◆ What you will do:
Return the portion of the LLM-judge design notes below that runs from "Judge model +" up to and including "FAILED: reasoning text.", copied word for word.

◆ Reading passage:
==================================================

Judge model + parameters

  • Model — gpt-4o-2024-08-06 (matches ADR-018 LLM-as-rater snapshot for consistency across the LLM-judge usage surface).
  • Temperature — 0.0 (deterministic judgments).
  • Response format — JSON object {is_duplicate: bool, reasoning: str}.
  • max_tokens — 300 (typical responses <100 tokens).
  • Retry policy — exponential backoff 3 attempts; failures recorded with llm_judge_label: null plus FAILED: reasoning text.

Cost envelope

Approximately $0.0025 per pair at 2026-05 OpenAI pricing for gpt-4o-2024-08-06; 50 pairs ~= $0.12 total. Well below the ADR-016 compute envelope ($60-115).

Key invariant — methodology is still hand-labeled

The ground-truth labeling methodology stays Brandon-hand-labeled — the LLM bootstrap is a UI affordance that fills in initial values for the researcher’s review. Brandon’s human_label is the authoritative ground truth wherever set. The calibration JSON’s human_verified_pct discloses to the reviewer exactly how much of the calibration is human-verified.

Consequences

Positive:

  • Acceleration — researcher labeling time approximately halves; LLM-pre-label makes each pair a fast review-and-confirm rather than a from-scratch decision.
  • Provenance preserved — llm_judge_label + human_label persist as separate fields; calibration JSON discloses the split.

==================================================

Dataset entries
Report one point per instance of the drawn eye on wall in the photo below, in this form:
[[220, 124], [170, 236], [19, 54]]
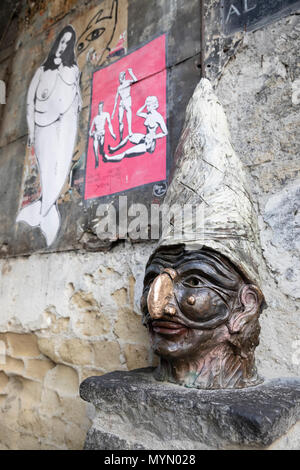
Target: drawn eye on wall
[[94, 31]]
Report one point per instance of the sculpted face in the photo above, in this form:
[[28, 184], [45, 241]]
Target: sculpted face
[[188, 298]]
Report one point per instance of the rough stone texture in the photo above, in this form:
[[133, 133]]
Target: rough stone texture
[[259, 90], [71, 295], [134, 411], [81, 319]]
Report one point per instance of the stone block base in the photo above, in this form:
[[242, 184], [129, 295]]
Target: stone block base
[[134, 411]]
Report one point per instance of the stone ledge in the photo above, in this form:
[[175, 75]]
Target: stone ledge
[[134, 411]]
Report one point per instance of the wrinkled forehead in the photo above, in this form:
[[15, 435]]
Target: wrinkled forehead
[[212, 266]]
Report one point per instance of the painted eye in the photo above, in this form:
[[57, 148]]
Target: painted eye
[[192, 281], [95, 34]]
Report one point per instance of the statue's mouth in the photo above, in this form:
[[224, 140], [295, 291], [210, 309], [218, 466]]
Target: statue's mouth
[[168, 328]]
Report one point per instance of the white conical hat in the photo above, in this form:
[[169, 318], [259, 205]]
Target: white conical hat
[[210, 175]]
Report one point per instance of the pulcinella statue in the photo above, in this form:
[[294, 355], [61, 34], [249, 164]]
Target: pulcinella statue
[[202, 301]]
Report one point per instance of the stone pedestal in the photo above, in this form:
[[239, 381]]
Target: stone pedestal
[[134, 411]]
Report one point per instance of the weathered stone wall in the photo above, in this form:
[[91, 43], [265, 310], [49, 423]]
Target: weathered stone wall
[[69, 315], [259, 89], [65, 317]]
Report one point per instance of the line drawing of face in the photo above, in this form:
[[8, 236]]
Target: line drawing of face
[[63, 44]]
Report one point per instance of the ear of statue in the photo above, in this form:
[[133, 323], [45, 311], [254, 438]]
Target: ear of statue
[[250, 299]]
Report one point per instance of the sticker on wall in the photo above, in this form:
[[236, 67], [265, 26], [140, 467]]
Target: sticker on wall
[[53, 105], [127, 136]]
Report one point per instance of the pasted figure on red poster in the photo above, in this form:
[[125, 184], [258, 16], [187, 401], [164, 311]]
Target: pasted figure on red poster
[[143, 142], [98, 134], [133, 89], [53, 105], [125, 101]]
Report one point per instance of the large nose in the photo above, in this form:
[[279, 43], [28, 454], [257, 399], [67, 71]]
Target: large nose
[[160, 294]]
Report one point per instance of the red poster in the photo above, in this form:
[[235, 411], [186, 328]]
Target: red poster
[[127, 141]]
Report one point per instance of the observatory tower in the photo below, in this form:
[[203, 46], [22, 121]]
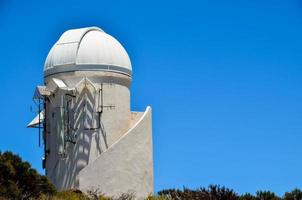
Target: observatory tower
[[92, 140]]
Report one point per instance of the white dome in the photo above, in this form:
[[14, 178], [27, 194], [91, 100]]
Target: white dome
[[87, 49]]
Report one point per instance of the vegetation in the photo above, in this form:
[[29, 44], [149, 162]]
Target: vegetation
[[19, 181]]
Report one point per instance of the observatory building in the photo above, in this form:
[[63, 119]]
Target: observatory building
[[92, 140]]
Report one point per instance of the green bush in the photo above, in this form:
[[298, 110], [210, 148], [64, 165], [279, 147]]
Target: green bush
[[19, 181]]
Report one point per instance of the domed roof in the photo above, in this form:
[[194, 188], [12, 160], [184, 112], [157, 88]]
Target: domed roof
[[87, 49]]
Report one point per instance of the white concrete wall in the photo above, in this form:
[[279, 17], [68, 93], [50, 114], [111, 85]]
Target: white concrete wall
[[127, 166], [114, 159], [90, 143]]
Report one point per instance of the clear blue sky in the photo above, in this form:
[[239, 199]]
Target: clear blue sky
[[224, 79]]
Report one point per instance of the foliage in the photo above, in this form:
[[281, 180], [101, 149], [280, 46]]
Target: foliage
[[213, 192], [19, 181]]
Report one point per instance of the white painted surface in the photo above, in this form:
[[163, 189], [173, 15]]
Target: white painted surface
[[115, 157], [87, 48], [127, 166]]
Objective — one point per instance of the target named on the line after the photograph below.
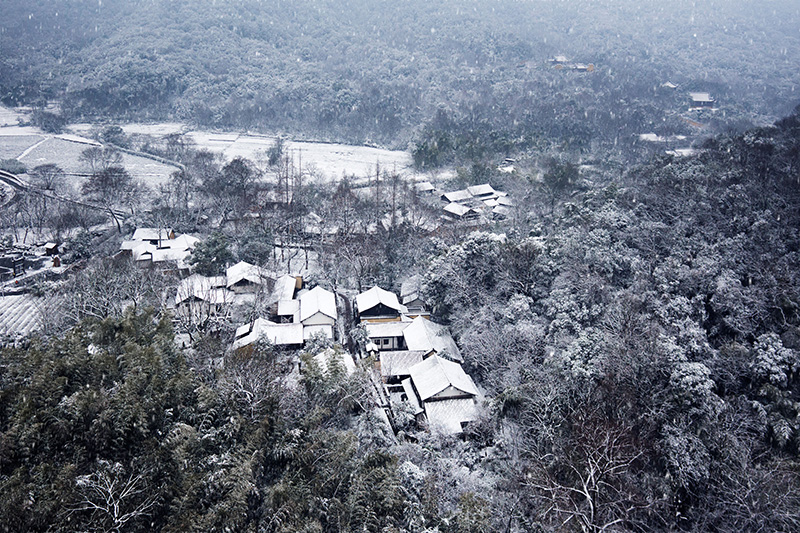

==================================================

◆ Exercise answer:
Judge model + parameters

  • Model — gpt-4o-2024-08-06 (matches ADR-018 LLM-as-rater snapshot for consistency across the LLM-judge usage surface).
  • Temperature — 0.0 (deterministic judgments).
  • Response format — JSON object {is_duplicate: bool, reasoning: str}.
  • max_tokens — 300 (typical responses <100 tokens).
  • Retry policy — exponential backoff 3 attempts; failures recorded with llm_judge_label: null plus FAILED: reasoning text.